● **Work task**
Reproduce all entries below verbatim. Skip the pictures.

● **Data listing**
-- Opening Marker --

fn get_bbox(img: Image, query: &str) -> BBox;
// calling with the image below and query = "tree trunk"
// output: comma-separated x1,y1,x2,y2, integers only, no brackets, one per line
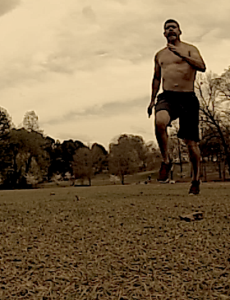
200,160,203,178
13,154,18,188
218,160,222,179
203,162,207,182
178,139,183,176
226,155,230,175
170,164,174,180
223,160,226,181
25,154,32,174
121,174,125,185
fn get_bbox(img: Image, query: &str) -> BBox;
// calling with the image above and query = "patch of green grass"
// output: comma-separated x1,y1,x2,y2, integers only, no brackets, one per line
0,183,230,299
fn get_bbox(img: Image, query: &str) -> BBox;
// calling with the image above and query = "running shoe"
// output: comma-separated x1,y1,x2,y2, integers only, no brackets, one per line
189,180,200,195
157,161,172,183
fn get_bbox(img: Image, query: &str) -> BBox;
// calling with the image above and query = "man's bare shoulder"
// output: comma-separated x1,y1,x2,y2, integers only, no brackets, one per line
155,47,167,60
181,41,198,51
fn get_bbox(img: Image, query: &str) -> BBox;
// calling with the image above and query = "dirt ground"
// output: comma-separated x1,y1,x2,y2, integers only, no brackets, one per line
0,183,230,299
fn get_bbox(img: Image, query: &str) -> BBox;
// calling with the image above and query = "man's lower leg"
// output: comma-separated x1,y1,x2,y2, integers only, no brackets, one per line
185,140,201,195
187,142,200,181
155,111,172,182
155,126,170,164
156,125,172,182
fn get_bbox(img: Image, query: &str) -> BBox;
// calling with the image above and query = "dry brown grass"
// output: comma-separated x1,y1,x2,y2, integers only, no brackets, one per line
0,183,230,299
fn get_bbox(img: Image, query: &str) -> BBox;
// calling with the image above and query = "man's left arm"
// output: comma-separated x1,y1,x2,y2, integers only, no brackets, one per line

-- Closing Marker --

● **Result of this task**
fn get_bbox(img: Image, query: &str) -> BBox;
// calling with the image below and query = "tree trunk"
// output: comma-separated x1,y1,x2,y2, integers only, no brackets, one per line
200,160,203,178
13,154,18,188
218,160,222,179
203,162,207,182
178,139,183,176
226,155,230,175
170,164,174,180
223,160,226,181
25,154,32,174
121,174,125,185
fn get_bbox(img: Image, query: &str) -> BBox;
// calling with the image above and query = "patch of green grass"
// output: comma-separated x1,y1,x2,y2, integers only, no brackets, one per line
0,183,230,299
fn get_bbox(img: Image, query: &str) -> BBox;
// calling with the image above and query = "running shoe"
// output: comma-separated x1,y1,x2,y2, integers only, no brackets, one per line
189,180,200,195
157,161,172,183
fn get_bbox(img: Image, query: &str) -> BBox;
// calling with the image above and query = "man's bare shoulder"
// output: comma-separated x1,y1,x2,y2, integers only, no brackets, one per line
155,47,167,60
181,41,198,51
fn get_bbox(img: Image, query: &str) -> BBox;
// calling with the image above and query = "dirt ground"
// output: comma-separated x1,y1,x2,y2, integers only, no brackets, one per line
0,183,230,299
fn get_bbox(img: Image, query: &str) -> BBox;
// calling with the image above and query = "man's lower leg"
// output: comma-separated x1,y1,x2,y2, integers only, no brackets, one per line
185,140,201,195
187,142,200,181
155,111,172,182
155,126,170,164
156,125,172,182
fn get_bbox(img: Image, query: &str) -> BBox;
// calling with the image above and query = "dry brown grass"
// output: comma-separated x1,y1,x2,y2, integers only, no brackets, one per line
0,183,230,299
fn get_bbox(img: Image, query: &str) -> BBox;
// calling with the image above and query = "man's left arm"
// output: comma-separated x1,y1,x2,y2, integers only, no brackets, one per line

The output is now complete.